JOB A:
Answer each question using the passage on sedimentary rock indicators.
(i) What range of organic carbon content does black shale have?
(ii) In which two intervals is black shale described as especially common?
(iii) What possible explanation for the high Precambrian organic content does the passage consider unlikely?

◇ ◇ ◇

Other sedimentary rock indicators of a boundary below the Cambrian

There are several other indicators that the pre-Flood/Flood boundary is much lower than the Precambrian/ Cambrian boundary. One of these is the existence of black shale, a shale containing 3 to 15% organic carbon that is especially common in the Precambrian and Paleozoic.10 Black shale is difficult to explain within secular geology. Its existence within both Precambrian and lower Phanerozoic sedimentary rocks would indicate that it formed during the Flood, and that the pre-Flood/ Flood boundary is low within the Precambrian. Besides, how could such high amounts of organic matter be explained as deposits formed during Creation Week, assuming only low energy conditions between Creation Week and the Flood? Such high Precambrian organic content can potentially be explained by the death of non-nephesh organisms during Creation Week, but this possibility seems unlikely.

◇ ◇ ◇

JOB B:
Identify every line in the entries below that contains the word "tree". Case counts.

Image point annotation entries:
◇ ◇ ◇

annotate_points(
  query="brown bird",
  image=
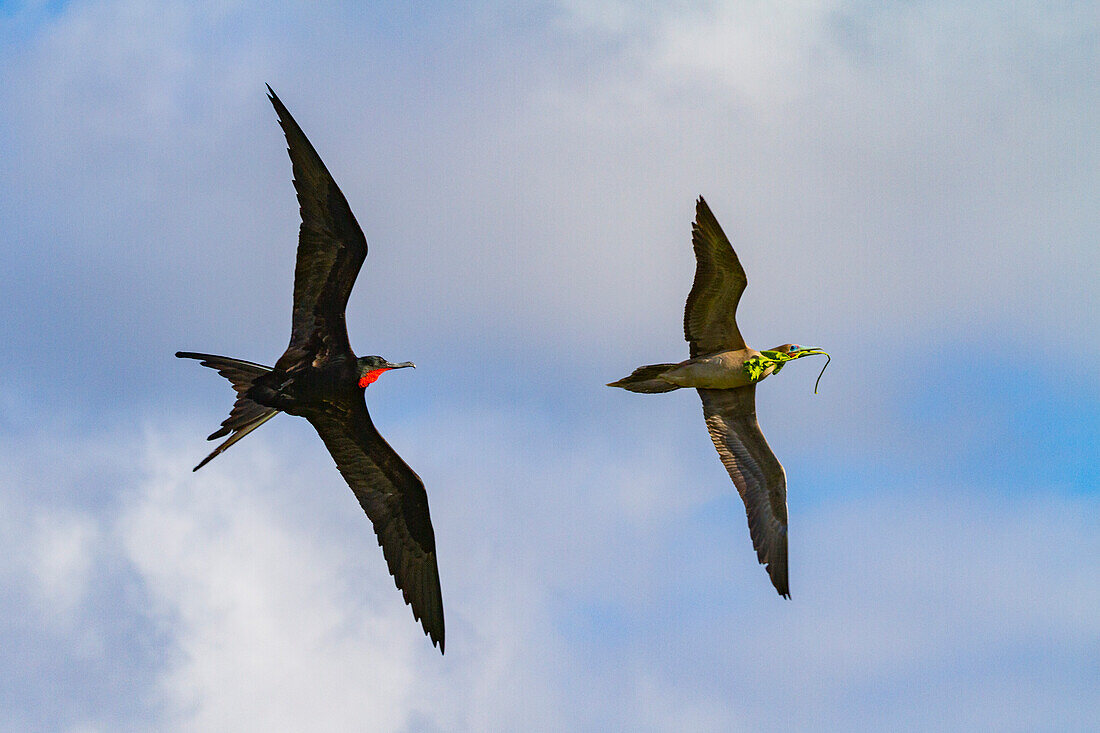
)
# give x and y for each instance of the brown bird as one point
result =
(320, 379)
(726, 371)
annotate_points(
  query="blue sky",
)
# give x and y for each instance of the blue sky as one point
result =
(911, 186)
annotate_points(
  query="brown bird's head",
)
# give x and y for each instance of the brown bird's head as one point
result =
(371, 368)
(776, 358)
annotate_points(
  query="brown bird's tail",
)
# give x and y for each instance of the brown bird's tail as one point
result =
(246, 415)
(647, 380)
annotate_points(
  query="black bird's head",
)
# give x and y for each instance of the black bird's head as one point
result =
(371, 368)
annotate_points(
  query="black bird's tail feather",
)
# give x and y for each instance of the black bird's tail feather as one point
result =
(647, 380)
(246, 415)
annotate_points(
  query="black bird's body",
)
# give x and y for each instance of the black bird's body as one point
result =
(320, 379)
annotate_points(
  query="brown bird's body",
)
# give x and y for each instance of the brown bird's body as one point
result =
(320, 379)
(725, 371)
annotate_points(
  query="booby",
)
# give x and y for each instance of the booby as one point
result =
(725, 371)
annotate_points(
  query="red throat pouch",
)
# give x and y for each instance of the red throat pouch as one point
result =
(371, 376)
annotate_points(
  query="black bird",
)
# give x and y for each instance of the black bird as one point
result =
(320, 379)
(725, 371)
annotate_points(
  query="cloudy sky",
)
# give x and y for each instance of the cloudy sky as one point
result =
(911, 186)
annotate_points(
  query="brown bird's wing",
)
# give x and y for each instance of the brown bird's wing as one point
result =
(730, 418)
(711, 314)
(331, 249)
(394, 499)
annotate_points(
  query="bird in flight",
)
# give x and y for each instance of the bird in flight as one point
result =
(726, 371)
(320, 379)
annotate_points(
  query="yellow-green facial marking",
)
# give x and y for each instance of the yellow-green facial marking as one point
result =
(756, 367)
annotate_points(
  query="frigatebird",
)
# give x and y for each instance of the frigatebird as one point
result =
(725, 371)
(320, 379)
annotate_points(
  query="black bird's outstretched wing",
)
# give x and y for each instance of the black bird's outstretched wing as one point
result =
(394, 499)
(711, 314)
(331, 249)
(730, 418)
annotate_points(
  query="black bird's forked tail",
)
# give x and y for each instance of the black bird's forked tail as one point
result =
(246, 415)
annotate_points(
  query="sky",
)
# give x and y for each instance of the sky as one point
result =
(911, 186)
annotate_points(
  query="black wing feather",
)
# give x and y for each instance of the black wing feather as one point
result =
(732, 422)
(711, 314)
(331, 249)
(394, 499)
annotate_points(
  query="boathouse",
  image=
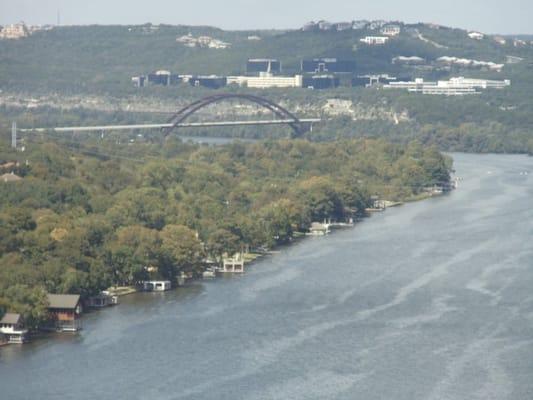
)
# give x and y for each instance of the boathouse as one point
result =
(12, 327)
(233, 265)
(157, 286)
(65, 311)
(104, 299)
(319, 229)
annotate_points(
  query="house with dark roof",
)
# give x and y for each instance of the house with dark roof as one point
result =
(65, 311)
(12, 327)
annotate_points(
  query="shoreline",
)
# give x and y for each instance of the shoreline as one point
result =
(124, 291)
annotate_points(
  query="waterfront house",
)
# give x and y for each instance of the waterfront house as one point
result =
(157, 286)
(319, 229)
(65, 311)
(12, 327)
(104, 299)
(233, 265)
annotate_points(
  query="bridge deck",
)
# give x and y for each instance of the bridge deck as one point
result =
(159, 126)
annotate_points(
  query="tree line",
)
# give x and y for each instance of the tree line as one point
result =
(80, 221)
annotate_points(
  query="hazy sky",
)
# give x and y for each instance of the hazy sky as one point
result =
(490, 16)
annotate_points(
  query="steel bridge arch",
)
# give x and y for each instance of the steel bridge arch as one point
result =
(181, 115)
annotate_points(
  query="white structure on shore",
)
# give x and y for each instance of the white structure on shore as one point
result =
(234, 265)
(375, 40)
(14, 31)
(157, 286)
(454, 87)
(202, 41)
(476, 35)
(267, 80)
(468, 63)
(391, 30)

◇ ◇ ◇

COMPLETE OUTPUT A:
(i) 3 to 15% organic carbon.
(ii) The Precambrian and the Paleozoic.
(iii) The death of non-nephesh organisms during Creation Week.

COMPLETE OUTPUT B:
  query="tree line",
# give x and y for each instance of the tree line as one point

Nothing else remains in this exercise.